Reproduce the data below word for word, keeping every line in its original order.
-- -- --
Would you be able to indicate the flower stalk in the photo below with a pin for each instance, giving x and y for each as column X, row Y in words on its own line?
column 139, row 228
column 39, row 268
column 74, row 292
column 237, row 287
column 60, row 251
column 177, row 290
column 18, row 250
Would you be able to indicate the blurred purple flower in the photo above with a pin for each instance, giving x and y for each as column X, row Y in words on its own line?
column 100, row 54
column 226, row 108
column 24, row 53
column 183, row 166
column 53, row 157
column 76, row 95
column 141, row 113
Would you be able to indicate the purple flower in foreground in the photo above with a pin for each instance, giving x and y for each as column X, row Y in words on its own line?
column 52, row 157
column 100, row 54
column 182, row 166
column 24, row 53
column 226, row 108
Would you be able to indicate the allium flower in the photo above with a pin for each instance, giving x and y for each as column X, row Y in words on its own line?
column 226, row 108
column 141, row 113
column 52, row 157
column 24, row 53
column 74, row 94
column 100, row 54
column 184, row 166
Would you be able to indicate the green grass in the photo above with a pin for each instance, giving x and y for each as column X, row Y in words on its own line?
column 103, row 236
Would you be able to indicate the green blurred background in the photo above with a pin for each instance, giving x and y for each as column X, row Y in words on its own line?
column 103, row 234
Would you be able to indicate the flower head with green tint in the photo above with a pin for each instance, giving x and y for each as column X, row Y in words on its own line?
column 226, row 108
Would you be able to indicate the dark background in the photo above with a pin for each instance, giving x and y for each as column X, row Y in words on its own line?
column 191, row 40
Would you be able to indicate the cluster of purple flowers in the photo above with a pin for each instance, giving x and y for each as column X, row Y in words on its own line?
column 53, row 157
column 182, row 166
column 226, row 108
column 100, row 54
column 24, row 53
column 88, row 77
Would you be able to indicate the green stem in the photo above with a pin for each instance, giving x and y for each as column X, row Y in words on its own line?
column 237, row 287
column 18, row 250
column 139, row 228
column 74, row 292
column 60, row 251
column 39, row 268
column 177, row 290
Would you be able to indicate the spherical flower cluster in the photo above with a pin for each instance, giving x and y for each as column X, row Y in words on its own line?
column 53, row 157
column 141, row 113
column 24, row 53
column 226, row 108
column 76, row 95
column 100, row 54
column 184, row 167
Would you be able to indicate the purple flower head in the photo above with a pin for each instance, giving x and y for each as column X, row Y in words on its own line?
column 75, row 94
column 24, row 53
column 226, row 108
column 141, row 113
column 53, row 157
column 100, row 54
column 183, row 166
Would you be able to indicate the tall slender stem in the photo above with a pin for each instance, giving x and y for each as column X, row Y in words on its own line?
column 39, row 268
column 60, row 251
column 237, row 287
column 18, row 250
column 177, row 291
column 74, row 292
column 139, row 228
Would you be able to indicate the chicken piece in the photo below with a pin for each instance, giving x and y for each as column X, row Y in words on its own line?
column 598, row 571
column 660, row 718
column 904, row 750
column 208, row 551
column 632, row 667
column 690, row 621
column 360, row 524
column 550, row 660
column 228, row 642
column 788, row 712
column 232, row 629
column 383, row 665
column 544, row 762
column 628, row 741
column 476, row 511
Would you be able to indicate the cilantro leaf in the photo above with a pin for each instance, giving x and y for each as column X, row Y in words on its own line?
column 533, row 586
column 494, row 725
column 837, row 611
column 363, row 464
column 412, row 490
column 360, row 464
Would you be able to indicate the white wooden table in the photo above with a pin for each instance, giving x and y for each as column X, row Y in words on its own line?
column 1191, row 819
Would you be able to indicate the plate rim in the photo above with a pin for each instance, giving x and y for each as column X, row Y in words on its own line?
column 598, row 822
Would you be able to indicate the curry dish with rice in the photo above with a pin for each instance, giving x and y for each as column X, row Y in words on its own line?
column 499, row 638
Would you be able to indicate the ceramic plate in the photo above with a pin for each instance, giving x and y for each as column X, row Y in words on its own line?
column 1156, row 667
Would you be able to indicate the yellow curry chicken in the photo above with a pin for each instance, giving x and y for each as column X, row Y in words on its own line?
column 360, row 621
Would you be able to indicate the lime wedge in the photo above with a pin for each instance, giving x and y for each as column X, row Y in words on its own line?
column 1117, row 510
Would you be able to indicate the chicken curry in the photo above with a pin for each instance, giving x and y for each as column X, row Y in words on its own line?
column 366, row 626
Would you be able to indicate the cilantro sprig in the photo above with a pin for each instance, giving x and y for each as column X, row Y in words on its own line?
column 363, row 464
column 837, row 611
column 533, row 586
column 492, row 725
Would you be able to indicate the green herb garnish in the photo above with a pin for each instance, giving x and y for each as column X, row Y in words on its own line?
-- -- --
• [THE REPLY]
Would you be able to indicate the flower stalk in the photo below with a pin for each instance, giving x and y for each as column X, row Y in words on its own line?
column 139, row 228
column 39, row 268
column 74, row 292
column 237, row 287
column 60, row 251
column 177, row 290
column 18, row 250
Would you be able to indicate the blurred purple flower in the photo above with a pin for each instance, giving x and y for each as column X, row Y in words on its own line?
column 100, row 54
column 226, row 108
column 24, row 53
column 183, row 166
column 53, row 157
column 76, row 95
column 141, row 113
Would you be able to indicate the purple flower in foreground in the photo above with a pin for each instance, giving x and y for each as column X, row Y in words on its own line?
column 52, row 157
column 100, row 54
column 182, row 166
column 24, row 53
column 226, row 108
Would you be able to indicate the allium flower in the photo above with a pin for each instance, giving x and y for each as column X, row Y in words on its own line?
column 226, row 108
column 141, row 113
column 52, row 157
column 24, row 53
column 74, row 94
column 100, row 54
column 184, row 166
Would you be able to indicate the green grass in the photo above with a pin for each instance, giving x and y for each as column X, row Y in words on its own line?
column 103, row 236
Would you be able to indicate the green blurred background in the photo above with a pin for each instance, giving x and y for each as column X, row Y in words on its own line?
column 103, row 234
Would you be able to indicate the flower head with green tint in the photo above with a pin for each instance, giving x and y for each as column X, row Y in words on its own line?
column 226, row 108
Would you be able to indicate the dark background in the photo above with a pin for each instance, giving x and y for each as column X, row Y in words on its own line?
column 191, row 40
Would you be able to indicate the cluster of purple flowers in the photo above with a pin for each instance, giving x and y for each as column X, row Y in words on its own line?
column 53, row 157
column 182, row 166
column 226, row 108
column 100, row 54
column 24, row 53
column 88, row 77
Would you be able to indicate the green stem in the photo above with a pin for each instance, giving x and y for each as column X, row Y in words on its own line?
column 237, row 287
column 18, row 250
column 139, row 228
column 74, row 292
column 60, row 251
column 39, row 268
column 177, row 290
Would you be able to indicate the spherical flower cluster in the photo above with a pin for each instance, giving x and y for each as column X, row Y in words on its own line?
column 53, row 157
column 141, row 113
column 24, row 53
column 226, row 108
column 76, row 95
column 100, row 54
column 184, row 167
Would you be able to indicate the purple flower head in the photo above with a pin for each instance, giving x and y for each as column X, row Y in words on its own line?
column 75, row 94
column 24, row 53
column 226, row 108
column 141, row 113
column 53, row 157
column 100, row 54
column 183, row 166
Would you be able to indicate the tall slender stem in the photo above with a pin for each instance, giving x and y for each as column X, row Y in words on its own line?
column 39, row 268
column 60, row 251
column 237, row 287
column 18, row 250
column 177, row 291
column 74, row 292
column 139, row 228
Would you be able to indicate the chicken piece in the photo below with a pin for each instance, giving x and y for each as column X, row Y in words on its own line?
column 598, row 571
column 660, row 718
column 904, row 750
column 208, row 551
column 632, row 667
column 690, row 621
column 360, row 524
column 550, row 660
column 228, row 642
column 788, row 712
column 232, row 629
column 383, row 665
column 544, row 762
column 628, row 741
column 476, row 511
Would you be able to indicate the cilantro leaf in the photo above with a pin for each instance, giving x and y for each as column X, row Y in words on its own line?
column 533, row 586
column 494, row 725
column 837, row 611
column 363, row 464
column 412, row 490
column 360, row 464
Would you be able to indicate the white wooden table in the photo above with a pin for each instance, giving x and y for each as column X, row Y in words on its own line?
column 1191, row 819
Would you be able to indicate the plate rim in the photo above with a pin for each instance, giving x and y for each as column X, row Y in words on its own line?
column 598, row 822
Would you be able to indicate the curry dish with rice in the photo above with a pin for each instance, giving x and y for each as column X, row Y in words on its own line?
column 499, row 638
Would you be able to indicate the ceramic plate in the photo above with a pin for each instance, giving x and y for each as column X, row Y in words on its own line?
column 1156, row 667
Would you be able to indicate the yellow curry chicken in the photo above with a pin for each instance, giving x and y for each as column X, row Y in words on its own line?
column 360, row 621
Would you be able to indicate the lime wedge in the photo above with a pin for each instance, giving x and y for each as column X, row Y in words on its own line?
column 1117, row 510
Would you be able to indicate the chicken curry in the photo above with a pin for each instance, giving x and y for each as column X, row Y in words on its own line?
column 366, row 626
Would you be able to indicate the cilantro sprig in the photo above with a pin for each instance, giving x and y for each as column X, row Y in words on its own line?
column 363, row 464
column 837, row 611
column 533, row 586
column 492, row 725
Would you be able to indicate the green herb garnish in the photo above with a pin for each instance, giving x and y for each as column X, row Y in words on its own line?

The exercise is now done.